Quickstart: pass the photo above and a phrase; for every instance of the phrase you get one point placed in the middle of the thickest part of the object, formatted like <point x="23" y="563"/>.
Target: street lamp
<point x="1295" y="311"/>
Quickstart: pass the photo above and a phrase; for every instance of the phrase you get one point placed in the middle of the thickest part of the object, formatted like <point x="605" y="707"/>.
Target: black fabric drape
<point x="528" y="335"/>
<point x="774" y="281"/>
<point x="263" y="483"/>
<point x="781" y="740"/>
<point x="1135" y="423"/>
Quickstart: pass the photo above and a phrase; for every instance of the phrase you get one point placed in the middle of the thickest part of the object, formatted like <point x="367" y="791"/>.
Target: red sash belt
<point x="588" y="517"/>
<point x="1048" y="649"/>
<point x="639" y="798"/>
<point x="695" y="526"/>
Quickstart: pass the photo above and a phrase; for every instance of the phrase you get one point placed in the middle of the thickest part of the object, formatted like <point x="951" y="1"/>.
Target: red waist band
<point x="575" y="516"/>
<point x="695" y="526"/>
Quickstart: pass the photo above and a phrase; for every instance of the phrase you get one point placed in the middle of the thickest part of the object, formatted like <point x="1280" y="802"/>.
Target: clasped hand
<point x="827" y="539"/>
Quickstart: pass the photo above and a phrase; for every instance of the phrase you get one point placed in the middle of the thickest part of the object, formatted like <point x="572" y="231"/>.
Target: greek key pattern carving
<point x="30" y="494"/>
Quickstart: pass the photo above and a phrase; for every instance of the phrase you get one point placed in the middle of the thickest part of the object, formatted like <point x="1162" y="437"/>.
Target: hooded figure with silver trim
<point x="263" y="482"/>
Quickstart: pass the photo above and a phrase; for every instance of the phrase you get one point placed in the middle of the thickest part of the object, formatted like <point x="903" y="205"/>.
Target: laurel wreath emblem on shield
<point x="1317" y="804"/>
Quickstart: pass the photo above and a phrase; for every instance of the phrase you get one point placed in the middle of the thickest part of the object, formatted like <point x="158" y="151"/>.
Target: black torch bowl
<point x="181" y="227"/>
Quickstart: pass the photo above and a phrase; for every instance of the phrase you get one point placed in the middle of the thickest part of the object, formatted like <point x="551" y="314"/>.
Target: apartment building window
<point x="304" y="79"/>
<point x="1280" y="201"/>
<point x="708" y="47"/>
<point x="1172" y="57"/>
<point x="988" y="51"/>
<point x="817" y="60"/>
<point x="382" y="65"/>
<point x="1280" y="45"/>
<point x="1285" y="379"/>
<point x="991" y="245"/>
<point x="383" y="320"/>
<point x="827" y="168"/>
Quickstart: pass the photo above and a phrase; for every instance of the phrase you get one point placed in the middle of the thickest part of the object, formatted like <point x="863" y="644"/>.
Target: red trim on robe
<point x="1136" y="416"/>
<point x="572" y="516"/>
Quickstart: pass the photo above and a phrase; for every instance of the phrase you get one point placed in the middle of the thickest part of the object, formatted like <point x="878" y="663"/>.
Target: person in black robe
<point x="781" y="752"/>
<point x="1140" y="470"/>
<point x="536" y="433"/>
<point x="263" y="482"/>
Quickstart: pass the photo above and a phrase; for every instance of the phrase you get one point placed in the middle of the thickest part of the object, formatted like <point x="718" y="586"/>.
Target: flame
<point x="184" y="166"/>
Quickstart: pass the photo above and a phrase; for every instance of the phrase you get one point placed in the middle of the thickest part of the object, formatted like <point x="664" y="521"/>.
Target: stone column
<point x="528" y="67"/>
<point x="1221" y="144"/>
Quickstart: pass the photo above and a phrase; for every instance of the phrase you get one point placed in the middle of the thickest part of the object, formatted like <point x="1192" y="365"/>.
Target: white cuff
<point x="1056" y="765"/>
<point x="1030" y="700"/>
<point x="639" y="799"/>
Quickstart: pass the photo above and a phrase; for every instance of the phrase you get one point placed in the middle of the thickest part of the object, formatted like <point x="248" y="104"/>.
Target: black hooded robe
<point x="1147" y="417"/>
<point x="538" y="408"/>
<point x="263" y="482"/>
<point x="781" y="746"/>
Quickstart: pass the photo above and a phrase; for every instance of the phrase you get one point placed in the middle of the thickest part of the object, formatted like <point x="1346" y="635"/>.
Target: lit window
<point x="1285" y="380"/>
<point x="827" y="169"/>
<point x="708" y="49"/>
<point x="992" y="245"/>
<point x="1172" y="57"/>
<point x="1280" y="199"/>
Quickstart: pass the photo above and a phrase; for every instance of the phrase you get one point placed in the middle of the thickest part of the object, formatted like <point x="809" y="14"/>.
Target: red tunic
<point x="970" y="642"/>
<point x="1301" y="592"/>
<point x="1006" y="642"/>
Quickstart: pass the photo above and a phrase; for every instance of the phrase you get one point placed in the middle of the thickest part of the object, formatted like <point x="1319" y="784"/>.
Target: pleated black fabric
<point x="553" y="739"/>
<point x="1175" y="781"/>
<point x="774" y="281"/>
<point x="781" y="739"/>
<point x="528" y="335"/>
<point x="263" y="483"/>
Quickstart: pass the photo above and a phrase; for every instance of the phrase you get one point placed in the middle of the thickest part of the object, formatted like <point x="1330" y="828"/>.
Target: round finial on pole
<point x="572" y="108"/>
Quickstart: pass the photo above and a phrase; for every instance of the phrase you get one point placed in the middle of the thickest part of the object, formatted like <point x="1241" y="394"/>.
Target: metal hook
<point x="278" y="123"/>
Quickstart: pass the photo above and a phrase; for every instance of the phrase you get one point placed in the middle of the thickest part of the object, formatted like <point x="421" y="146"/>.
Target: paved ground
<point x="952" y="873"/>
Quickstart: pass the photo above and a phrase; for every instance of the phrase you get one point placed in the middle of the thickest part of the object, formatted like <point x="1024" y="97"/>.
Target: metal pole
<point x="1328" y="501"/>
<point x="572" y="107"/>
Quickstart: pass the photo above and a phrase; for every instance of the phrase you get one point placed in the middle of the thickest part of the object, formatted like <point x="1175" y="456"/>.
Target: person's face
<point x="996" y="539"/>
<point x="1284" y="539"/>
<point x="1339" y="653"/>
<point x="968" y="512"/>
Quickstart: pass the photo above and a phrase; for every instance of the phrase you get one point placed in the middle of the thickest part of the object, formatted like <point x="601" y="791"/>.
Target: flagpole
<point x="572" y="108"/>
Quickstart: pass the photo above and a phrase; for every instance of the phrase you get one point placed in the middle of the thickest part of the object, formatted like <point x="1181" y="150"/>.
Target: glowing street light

DIRECTIONS FOR THIS TASK: All the data above must be copied again. Leave nothing out.

TASK ANSWER:
Quickstart: pass the photo above and a phrase; for every instance of the phrase you get one point placed in the middle of the thickest part of the object, formatted like <point x="23" y="563"/>.
Target: street lamp
<point x="1295" y="311"/>
Quickstart: pass the photo above and a phrase; for every instance of the phrase you get one point placed in the middle of the thickest part of the object, formatted like <point x="605" y="707"/>.
Target: black fabric drape
<point x="528" y="335"/>
<point x="774" y="281"/>
<point x="263" y="483"/>
<point x="781" y="740"/>
<point x="1135" y="423"/>
Quickstart: pass the photo above and a phrase; for every instance of the phrase you get one point placed in the middle of the thickest part of the object, formatted like <point x="367" y="791"/>.
Target: red sash belt
<point x="588" y="517"/>
<point x="1048" y="649"/>
<point x="639" y="798"/>
<point x="695" y="526"/>
Quickstart: pass the photo above and a phrase; for every instance of the phrase you get one point placed in the middle of the thickest part of the object, formatted like <point x="951" y="1"/>.
Target: red waist band
<point x="575" y="516"/>
<point x="695" y="526"/>
Quickstart: pass the photo above and a phrase; for every instance of the phrase you get one point placed in the middle of the thickest part of the object, formatted like <point x="1280" y="802"/>.
Target: clasped hand
<point x="827" y="539"/>
Quickstart: pass the photo above and a phrase; for every instance of the phrase you get one point placed in the middle of the thickest part of the object, formatted like <point x="572" y="231"/>.
Target: greek key pattern carving
<point x="30" y="494"/>
Quickstart: pass the photo above and a phrase; for every instance of the phrase you get one point placed in the middle of the thickest part of the object, formatted like <point x="1162" y="437"/>.
Target: hooded figure with silver trim
<point x="263" y="482"/>
Quickstart: pass the photo above and a phrase; for every instance of the phrase you get one point placed in the middle of the thickest part of the object, formatted like <point x="903" y="205"/>.
Target: laurel wreath emblem on shield
<point x="1317" y="804"/>
Quickstart: pass the photo above and a phrase; for every instance of the phrase you get one point placed in the middle of the thickest part of the object, formatted like <point x="158" y="151"/>.
Target: black torch bowl
<point x="181" y="227"/>
Quickstart: pass the photo above and a phrase; for every instance of the phrase you get one point placed in the middle of the thickest part of the object, formatted like <point x="551" y="314"/>.
Target: apartment building window
<point x="304" y="79"/>
<point x="1280" y="201"/>
<point x="708" y="47"/>
<point x="1172" y="57"/>
<point x="988" y="51"/>
<point x="817" y="60"/>
<point x="382" y="65"/>
<point x="1280" y="45"/>
<point x="1285" y="379"/>
<point x="991" y="245"/>
<point x="383" y="320"/>
<point x="827" y="168"/>
Quickstart: pass the photo above and a phrase; for every instance of the phrase you get one point placed in the middle of the thickest part of the object, formatted like <point x="863" y="644"/>.
Target: red trim on robe
<point x="1136" y="416"/>
<point x="572" y="516"/>
Quickstart: pass the photo above and a phrase; for every instance of the phrase you get one point placed in the middle of the thickest part of the object, formatted like <point x="878" y="663"/>.
Target: person in black robe
<point x="781" y="752"/>
<point x="1140" y="470"/>
<point x="536" y="433"/>
<point x="263" y="482"/>
Quickstart: pass the photo above and a phrase; for every instance of the phrase you get one point placed in the middle of the thickest part of the object, formatted like <point x="718" y="586"/>.
Target: flame
<point x="184" y="166"/>
Quickstart: pass the photo above and a phrase; for every instance of the phrase you get one point placed in the middle of the thickest part of the object, formatted like <point x="664" y="521"/>.
Target: stone column
<point x="528" y="67"/>
<point x="1221" y="144"/>
Quickstart: pass the photo above and a phrase; for every instance of the phrase you get one point placed in the middle of the thickest part of the object, formatted like <point x="1192" y="365"/>.
Target: white cuff
<point x="1056" y="765"/>
<point x="1030" y="700"/>
<point x="639" y="799"/>
Quickstart: pass the photo above and a phrase; for every instance of the phrase you get one point placed in the middle of the thickest part of the object, formatted like <point x="248" y="104"/>.
Target: black hooded robe
<point x="1147" y="417"/>
<point x="538" y="408"/>
<point x="263" y="482"/>
<point x="781" y="746"/>
Quickstart: pass the photo above and a phrase; for every instance of the phrase you get one point placed in the middle of the thickest part of the object, formatted like <point x="1346" y="635"/>.
Target: lit window
<point x="1285" y="380"/>
<point x="827" y="169"/>
<point x="708" y="49"/>
<point x="992" y="245"/>
<point x="1172" y="57"/>
<point x="1280" y="199"/>
Quickstart: pass the photo above and a phrase; for every instance of the phrase you get one point placed in the middle of the thickest part of the object, formatted like <point x="809" y="14"/>.
Target: red tunic
<point x="970" y="642"/>
<point x="1301" y="592"/>
<point x="1006" y="642"/>
Quickstart: pass the photo above and a phrase; for every instance of the phrase you get one point placed in the middle of the thickest part of the object, formatted like <point x="1319" y="784"/>.
Target: pleated black fabric
<point x="553" y="739"/>
<point x="1175" y="781"/>
<point x="774" y="281"/>
<point x="781" y="739"/>
<point x="528" y="335"/>
<point x="263" y="483"/>
Quickstart: pass the photo above and a phrase; for every instance of the phrase you get one point placed in the middle of the thickest part of the object, formatted like <point x="1330" y="828"/>.
Target: round finial on pole
<point x="572" y="108"/>
Quickstart: pass the photo above and a phrase; for every instance of the phrase you get one point placed in the middle of the thickest part of the object, formatted like <point x="1241" y="394"/>.
Target: metal hook
<point x="278" y="123"/>
Quickstart: pass the photo above and a phrase; for every instance of the phrase you get one point placed in the middle of the thickest part of the object, formatted like <point x="421" y="146"/>.
Target: paved ground
<point x="952" y="873"/>
Quickstart: pass the photo above and a phrase; for every instance of the phrase you get one point placed in the middle of the thickest part of the object, formatted like <point x="1024" y="97"/>.
Target: metal pole
<point x="1328" y="501"/>
<point x="572" y="107"/>
Quickstart: pass the photo above and a phrase; for every instance of the phrase you get one point placed in the middle of the thickest part of the object, formatted like <point x="1175" y="456"/>.
Target: person's face
<point x="996" y="539"/>
<point x="1284" y="539"/>
<point x="1339" y="653"/>
<point x="968" y="512"/>
Quickstart: pass the photo above and a phrase; for every instance of the phrase you get one point placed in the middle of the thickest part of the object, formatted like <point x="601" y="791"/>.
Target: flagpole
<point x="572" y="108"/>
Quickstart: pass the photo above and a phrase; for every instance of the phrase you get one point placed in the middle of the thickest part of the object, formatted like <point x="1181" y="150"/>.
Target: glowing street light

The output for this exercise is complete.